-- Directions --
Each record should reappear exactly in your answer, minus any picture.
[Opening Given records section]
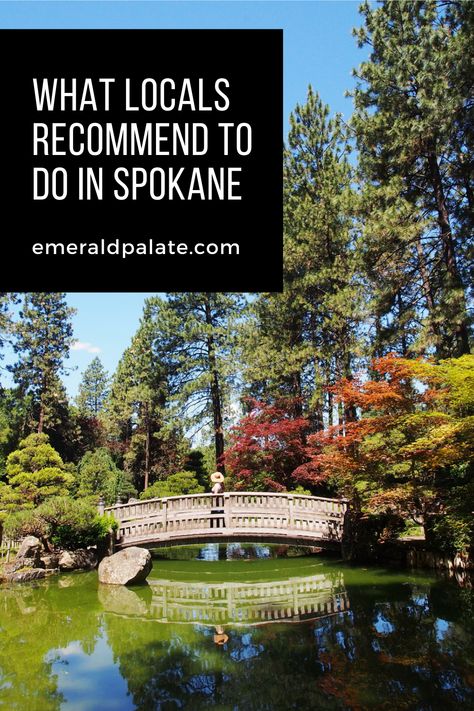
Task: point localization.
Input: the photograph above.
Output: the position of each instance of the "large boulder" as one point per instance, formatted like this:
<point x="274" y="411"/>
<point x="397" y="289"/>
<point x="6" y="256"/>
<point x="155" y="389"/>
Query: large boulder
<point x="50" y="561"/>
<point x="126" y="567"/>
<point x="81" y="559"/>
<point x="28" y="556"/>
[Closing Given records section]
-- Answer to this problem --
Task: point localization.
Input: the photograph above.
Output: the position of each instance of the "large boulder" as one point per instance, formatted like this:
<point x="274" y="411"/>
<point x="397" y="289"/>
<point x="6" y="256"/>
<point x="155" y="389"/>
Query: large boulder
<point x="50" y="561"/>
<point x="126" y="567"/>
<point x="81" y="559"/>
<point x="28" y="556"/>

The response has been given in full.